● **THE REQUEST**
Take the line that contains "Target: blurred tree trunk" as the first and the last line of the material as the final one; set down exactly the lines in that span.
++++++++++++++++++++
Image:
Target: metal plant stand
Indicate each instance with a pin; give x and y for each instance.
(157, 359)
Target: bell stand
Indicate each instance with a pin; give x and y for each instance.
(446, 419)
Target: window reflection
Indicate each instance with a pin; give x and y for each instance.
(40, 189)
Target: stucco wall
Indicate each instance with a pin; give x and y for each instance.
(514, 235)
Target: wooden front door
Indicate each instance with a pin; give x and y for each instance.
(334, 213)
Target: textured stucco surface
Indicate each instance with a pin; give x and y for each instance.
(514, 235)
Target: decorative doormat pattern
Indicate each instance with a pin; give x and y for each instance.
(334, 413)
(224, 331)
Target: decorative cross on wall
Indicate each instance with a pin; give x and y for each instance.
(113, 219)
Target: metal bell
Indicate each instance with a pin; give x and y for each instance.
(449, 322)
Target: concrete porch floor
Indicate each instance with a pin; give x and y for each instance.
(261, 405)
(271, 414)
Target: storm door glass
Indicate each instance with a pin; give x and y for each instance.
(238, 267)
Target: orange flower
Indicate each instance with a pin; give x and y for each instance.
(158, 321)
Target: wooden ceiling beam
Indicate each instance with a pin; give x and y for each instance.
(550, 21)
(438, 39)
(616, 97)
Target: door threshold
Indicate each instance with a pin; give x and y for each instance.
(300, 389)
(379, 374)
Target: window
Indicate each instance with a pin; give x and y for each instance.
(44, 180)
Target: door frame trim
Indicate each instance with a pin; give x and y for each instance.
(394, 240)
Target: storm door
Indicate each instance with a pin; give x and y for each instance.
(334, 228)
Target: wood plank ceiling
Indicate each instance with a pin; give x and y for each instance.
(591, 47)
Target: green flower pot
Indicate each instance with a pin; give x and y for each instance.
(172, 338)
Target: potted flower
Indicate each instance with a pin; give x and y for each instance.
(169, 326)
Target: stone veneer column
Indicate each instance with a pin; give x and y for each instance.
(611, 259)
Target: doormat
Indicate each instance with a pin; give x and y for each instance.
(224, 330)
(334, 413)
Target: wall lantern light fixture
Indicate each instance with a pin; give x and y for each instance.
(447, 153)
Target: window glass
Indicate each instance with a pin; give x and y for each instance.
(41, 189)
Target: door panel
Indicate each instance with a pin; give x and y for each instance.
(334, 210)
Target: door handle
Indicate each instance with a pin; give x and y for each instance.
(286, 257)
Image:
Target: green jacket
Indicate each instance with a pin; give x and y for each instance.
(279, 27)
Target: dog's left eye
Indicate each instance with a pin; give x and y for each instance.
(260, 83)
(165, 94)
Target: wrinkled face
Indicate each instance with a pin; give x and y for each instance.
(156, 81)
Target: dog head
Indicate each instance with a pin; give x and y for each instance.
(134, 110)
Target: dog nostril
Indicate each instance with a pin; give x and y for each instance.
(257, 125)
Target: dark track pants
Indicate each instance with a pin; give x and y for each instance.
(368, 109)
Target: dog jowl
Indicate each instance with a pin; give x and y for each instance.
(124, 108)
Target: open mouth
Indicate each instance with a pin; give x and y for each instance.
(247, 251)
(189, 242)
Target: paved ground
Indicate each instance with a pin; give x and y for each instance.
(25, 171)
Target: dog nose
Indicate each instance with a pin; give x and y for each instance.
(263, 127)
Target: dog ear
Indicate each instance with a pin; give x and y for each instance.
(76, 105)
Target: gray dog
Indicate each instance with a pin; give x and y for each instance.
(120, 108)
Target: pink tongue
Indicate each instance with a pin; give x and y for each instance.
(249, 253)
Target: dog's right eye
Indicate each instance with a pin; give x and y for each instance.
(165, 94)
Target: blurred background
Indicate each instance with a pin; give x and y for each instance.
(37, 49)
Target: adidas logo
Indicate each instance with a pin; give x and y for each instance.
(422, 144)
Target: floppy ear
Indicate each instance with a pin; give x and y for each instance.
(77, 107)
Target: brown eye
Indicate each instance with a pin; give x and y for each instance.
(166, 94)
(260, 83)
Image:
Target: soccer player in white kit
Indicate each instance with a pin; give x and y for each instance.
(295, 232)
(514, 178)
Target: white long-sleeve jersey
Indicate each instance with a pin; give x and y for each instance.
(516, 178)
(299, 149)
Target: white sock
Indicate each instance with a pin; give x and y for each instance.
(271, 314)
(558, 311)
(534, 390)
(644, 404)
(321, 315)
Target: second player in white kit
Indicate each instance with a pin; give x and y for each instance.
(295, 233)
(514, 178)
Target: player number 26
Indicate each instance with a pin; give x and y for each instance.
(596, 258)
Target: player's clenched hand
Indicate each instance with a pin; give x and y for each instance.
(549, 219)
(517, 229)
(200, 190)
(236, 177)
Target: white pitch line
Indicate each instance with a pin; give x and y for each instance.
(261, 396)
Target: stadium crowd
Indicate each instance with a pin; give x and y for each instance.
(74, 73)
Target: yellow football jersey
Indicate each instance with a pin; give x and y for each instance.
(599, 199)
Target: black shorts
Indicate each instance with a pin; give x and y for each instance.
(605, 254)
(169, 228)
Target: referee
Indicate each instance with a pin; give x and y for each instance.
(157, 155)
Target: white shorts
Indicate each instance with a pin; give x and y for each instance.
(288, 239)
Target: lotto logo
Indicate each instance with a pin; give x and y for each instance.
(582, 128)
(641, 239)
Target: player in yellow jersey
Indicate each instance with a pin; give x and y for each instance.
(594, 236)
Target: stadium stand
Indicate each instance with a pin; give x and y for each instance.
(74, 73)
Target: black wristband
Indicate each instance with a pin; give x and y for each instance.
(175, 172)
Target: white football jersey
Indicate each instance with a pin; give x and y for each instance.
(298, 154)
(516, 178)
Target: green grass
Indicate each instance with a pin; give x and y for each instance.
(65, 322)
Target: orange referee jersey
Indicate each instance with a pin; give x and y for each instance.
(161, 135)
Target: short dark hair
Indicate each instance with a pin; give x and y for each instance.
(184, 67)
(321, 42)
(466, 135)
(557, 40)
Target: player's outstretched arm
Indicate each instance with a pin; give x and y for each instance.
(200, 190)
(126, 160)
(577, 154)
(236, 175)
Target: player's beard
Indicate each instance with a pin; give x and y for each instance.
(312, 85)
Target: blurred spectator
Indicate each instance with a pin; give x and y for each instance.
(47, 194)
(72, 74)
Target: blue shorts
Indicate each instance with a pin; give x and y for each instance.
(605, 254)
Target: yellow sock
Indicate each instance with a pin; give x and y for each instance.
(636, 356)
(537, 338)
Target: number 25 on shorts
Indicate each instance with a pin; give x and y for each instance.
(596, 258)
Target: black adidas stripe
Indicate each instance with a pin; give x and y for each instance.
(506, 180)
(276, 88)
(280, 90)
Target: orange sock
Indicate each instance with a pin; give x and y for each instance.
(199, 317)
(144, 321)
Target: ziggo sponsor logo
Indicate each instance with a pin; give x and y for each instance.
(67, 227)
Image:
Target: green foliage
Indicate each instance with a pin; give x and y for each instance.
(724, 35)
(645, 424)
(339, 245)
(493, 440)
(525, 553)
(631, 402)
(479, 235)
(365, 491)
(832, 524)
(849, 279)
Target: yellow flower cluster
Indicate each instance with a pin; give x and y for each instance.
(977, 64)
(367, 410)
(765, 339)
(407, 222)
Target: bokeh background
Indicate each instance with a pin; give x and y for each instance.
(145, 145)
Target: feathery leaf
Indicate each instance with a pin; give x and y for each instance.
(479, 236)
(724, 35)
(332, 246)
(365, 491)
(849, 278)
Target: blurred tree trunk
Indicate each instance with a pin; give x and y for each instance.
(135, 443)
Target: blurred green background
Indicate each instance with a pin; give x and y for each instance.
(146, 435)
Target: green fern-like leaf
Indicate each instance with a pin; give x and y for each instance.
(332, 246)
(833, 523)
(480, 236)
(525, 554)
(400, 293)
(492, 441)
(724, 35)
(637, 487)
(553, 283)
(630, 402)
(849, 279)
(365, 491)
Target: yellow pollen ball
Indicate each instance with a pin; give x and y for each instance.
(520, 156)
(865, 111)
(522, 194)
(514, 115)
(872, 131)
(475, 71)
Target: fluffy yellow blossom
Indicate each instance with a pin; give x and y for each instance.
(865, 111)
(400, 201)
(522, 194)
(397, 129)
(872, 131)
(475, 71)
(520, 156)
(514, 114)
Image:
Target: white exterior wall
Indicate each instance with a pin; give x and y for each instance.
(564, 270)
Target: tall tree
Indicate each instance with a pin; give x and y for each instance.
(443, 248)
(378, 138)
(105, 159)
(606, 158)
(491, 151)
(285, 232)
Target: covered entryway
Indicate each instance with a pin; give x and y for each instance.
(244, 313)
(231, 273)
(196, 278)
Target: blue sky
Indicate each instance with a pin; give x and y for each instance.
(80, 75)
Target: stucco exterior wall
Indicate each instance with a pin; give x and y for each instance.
++++++++++++++++++++
● **TASK ANSWER**
Target: blurred tree trunk
Indicate each instance with a pin; give x and y for each instance.
(135, 443)
Target: blurred green background
Indicate each instance with a pin; give x and y for each instance.
(146, 435)
Target: green fern-like leaf
Indicate each instance with a pin; give x and y for each instance.
(332, 246)
(833, 523)
(480, 236)
(525, 554)
(400, 293)
(492, 441)
(724, 35)
(637, 487)
(553, 283)
(630, 402)
(849, 279)
(365, 491)
Target: yellow pollen ball
Indicate each instance with a pin; give x and y for each instance.
(520, 156)
(865, 111)
(522, 194)
(514, 115)
(872, 131)
(475, 71)
Target: fluffy yellow blossom
Indicate each instance with a pin; give x and y for each instance.
(865, 111)
(400, 201)
(522, 194)
(397, 129)
(872, 131)
(475, 71)
(520, 156)
(514, 114)
Image:
Target: white exterior wall
Indicate each instance with a pin; give x and y for each instance.
(564, 270)
Target: tall tree
Indicate each instance with a pin; give x and y for each instance.
(443, 248)
(378, 138)
(105, 159)
(606, 158)
(491, 151)
(285, 232)
Target: covered entryway
Indicate each instance with a pin; give x and y for each instance.
(244, 313)
(231, 273)
(196, 278)
Target: blue sky
Indicate each instance with a pin; give x and y for each instance.
(80, 75)
Target: stucco exterior wall
Indicate each instance with a pin; give x and y for each instance.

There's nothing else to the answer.